Segment Start: ENTRIES PROVIDED

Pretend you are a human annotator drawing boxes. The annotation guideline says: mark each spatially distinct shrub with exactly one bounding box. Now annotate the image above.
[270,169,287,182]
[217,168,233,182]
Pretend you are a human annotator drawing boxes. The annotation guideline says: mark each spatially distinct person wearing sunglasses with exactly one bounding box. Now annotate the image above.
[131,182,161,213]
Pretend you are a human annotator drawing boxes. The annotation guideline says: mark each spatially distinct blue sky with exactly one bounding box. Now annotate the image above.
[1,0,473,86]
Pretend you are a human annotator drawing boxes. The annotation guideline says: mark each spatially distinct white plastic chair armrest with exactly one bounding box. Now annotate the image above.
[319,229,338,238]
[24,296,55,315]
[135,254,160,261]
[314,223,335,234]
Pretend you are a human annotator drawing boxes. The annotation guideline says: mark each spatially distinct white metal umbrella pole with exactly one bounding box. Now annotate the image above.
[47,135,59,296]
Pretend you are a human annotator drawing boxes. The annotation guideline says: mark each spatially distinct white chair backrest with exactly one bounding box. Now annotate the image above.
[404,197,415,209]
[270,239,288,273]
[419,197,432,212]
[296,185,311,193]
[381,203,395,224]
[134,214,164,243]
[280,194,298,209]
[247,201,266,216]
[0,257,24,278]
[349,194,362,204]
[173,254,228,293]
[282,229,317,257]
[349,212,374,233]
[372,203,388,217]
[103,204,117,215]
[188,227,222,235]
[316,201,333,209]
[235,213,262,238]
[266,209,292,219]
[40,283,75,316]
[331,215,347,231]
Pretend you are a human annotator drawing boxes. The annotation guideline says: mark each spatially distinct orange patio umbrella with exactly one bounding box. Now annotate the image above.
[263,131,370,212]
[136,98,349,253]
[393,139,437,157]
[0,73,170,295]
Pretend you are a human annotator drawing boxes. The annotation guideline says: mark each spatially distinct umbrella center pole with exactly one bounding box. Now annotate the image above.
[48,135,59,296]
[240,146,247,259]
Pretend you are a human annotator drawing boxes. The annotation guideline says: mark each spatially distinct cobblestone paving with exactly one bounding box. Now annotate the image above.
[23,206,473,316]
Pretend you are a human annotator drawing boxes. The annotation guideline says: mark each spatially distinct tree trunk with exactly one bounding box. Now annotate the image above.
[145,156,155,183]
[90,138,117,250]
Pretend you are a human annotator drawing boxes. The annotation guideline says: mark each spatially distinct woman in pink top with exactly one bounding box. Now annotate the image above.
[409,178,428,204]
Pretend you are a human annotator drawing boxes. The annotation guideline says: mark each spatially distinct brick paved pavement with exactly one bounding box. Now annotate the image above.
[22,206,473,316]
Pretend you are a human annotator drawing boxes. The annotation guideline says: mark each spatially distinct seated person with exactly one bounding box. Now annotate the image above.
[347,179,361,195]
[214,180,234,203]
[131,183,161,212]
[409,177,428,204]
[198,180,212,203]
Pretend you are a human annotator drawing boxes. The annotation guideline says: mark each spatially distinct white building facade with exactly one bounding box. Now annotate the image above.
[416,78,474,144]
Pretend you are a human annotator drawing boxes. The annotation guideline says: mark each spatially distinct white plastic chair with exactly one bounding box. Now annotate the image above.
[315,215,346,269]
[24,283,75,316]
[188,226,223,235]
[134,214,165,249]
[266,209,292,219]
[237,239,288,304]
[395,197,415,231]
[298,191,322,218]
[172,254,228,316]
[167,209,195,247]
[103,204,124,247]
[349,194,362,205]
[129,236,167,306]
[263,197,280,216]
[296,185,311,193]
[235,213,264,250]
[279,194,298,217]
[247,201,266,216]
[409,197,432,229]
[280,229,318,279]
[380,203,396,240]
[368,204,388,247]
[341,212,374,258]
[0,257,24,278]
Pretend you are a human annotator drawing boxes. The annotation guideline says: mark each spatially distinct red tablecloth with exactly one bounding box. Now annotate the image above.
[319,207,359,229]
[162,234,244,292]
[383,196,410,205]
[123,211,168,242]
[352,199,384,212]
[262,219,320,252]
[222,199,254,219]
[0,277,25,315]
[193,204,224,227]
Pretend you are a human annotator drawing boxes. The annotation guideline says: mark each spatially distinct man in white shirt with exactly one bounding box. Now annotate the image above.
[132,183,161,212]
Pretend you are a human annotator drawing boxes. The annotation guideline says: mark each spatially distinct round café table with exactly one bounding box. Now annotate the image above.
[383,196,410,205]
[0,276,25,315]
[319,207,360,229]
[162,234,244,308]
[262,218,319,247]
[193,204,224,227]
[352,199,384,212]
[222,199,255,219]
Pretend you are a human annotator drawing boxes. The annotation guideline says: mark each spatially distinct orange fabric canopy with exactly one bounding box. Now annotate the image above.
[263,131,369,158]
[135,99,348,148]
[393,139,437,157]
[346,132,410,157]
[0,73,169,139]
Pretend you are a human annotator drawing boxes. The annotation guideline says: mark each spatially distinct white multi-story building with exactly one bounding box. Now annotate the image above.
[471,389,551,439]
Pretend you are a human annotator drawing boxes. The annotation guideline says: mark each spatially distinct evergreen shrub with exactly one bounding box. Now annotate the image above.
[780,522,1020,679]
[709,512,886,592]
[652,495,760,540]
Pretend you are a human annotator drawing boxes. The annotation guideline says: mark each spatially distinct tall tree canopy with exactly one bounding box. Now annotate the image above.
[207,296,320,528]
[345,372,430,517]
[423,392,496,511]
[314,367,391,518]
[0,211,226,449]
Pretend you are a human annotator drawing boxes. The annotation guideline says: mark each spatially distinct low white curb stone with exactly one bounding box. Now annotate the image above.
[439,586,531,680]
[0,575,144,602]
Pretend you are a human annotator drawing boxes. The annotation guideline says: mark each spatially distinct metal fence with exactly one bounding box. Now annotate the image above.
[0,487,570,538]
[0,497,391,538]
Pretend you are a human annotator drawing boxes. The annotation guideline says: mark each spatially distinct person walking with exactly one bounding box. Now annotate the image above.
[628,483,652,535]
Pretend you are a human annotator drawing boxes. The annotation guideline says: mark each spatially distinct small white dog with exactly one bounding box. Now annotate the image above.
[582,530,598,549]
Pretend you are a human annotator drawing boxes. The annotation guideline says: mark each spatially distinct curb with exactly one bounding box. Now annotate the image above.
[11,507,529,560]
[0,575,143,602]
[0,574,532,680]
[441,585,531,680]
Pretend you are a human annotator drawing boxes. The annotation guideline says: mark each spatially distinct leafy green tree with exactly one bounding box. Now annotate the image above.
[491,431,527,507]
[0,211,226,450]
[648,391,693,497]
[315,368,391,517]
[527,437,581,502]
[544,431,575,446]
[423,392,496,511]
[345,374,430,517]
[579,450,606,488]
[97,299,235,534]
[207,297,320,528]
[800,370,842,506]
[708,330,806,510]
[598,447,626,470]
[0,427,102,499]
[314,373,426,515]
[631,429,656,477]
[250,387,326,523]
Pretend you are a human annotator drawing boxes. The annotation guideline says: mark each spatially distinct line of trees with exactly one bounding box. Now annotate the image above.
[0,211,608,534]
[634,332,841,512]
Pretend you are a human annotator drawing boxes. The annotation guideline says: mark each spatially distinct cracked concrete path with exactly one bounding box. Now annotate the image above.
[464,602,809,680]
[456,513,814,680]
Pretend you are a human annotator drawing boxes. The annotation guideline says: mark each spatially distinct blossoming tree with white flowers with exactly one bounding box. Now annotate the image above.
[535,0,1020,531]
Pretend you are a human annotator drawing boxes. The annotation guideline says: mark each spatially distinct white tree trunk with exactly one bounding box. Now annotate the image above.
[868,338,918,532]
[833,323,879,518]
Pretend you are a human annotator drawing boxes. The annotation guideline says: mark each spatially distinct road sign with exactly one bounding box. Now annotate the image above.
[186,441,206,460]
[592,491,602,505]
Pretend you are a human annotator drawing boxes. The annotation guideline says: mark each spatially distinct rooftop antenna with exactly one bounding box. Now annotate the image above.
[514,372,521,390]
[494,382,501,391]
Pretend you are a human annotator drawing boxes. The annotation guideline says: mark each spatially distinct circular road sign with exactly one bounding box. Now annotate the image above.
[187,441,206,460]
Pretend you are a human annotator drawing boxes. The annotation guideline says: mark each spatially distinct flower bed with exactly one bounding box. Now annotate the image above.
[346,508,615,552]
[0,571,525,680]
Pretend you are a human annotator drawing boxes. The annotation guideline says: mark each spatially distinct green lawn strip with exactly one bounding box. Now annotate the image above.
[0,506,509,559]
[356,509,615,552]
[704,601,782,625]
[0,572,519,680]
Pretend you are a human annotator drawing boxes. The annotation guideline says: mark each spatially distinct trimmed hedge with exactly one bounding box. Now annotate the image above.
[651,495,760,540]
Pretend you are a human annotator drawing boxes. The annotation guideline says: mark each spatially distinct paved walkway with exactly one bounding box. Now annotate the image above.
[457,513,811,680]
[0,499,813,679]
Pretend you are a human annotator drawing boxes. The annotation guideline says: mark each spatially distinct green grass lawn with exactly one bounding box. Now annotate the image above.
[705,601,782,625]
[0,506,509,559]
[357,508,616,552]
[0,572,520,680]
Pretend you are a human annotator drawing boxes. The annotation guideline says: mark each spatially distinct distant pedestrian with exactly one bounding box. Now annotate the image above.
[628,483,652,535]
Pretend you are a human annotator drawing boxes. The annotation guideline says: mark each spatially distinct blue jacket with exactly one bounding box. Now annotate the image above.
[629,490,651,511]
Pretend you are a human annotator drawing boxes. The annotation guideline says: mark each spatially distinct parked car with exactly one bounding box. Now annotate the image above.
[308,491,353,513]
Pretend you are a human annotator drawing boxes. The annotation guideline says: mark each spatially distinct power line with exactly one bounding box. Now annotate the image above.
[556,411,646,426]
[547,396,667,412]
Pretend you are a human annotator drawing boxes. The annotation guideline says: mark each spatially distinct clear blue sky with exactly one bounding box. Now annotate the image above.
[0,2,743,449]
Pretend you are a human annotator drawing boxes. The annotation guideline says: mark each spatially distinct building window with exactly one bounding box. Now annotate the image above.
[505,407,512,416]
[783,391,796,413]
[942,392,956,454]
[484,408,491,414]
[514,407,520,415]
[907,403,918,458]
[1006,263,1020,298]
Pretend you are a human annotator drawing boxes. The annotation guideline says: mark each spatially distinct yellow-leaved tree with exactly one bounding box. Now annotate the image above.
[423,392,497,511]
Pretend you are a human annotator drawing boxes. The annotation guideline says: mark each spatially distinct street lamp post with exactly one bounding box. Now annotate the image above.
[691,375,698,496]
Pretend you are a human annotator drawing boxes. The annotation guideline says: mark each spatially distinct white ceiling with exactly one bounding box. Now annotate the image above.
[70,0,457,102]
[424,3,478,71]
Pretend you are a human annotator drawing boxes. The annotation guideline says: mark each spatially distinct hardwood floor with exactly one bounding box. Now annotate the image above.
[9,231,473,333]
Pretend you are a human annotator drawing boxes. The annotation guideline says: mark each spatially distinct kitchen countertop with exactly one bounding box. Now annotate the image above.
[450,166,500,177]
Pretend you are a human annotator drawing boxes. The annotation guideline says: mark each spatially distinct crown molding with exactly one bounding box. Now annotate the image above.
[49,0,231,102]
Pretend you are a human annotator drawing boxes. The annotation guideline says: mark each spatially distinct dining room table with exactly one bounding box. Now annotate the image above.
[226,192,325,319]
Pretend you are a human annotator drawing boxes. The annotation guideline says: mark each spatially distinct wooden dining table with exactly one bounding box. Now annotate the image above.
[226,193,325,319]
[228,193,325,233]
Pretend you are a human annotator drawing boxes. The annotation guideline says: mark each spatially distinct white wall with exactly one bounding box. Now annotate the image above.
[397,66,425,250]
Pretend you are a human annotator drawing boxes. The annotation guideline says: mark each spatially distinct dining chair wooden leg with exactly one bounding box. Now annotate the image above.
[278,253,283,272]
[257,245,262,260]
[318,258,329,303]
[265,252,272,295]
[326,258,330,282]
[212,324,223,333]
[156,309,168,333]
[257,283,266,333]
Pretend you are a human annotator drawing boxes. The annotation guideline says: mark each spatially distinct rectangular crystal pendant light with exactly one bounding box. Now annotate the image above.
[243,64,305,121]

Segment End: ENTRIES PROVIDED

EXERCISE OBJECTIVE:
Exactly reproduce the lines that run from the line with "distinct white wall" through the last line of the records, inclusive.

RESULT FOR THIS EXERCISE:
Pretend you are a human annotator drawing boxes. The annotation guideline says: mark each spatially distinct white wall with exactly one bounding box. Now annotate the image above.
[397,66,425,250]
Pretend you are a human annotator drawing boxes. The annotation guideline says: mark each spatially distinct dining chair wooden leg with exactly one bounding box. Now annotate the image above.
[278,253,283,272]
[257,245,262,260]
[318,258,329,303]
[265,252,272,295]
[326,258,330,282]
[212,324,223,333]
[156,309,168,333]
[257,283,266,333]
Pretend you are a human annotator drawing boxes. The annotation guideline says: mark each spatially distinct rectangular crystal pendant light with exactly one bounding box. Now annotate the image above.
[243,64,305,121]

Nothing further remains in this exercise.